EXERCISE PROMPT => A word-for-word transcription of all the data is required.

(Saved entries)
******
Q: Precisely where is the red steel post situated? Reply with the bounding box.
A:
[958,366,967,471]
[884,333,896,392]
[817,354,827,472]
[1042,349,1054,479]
******
ANSWER TO THIS TASK =>
Q: Precisely where is the red steel post situated? Reply with the bounding box.
A:
[958,366,967,471]
[884,333,896,392]
[817,354,827,472]
[1042,349,1054,479]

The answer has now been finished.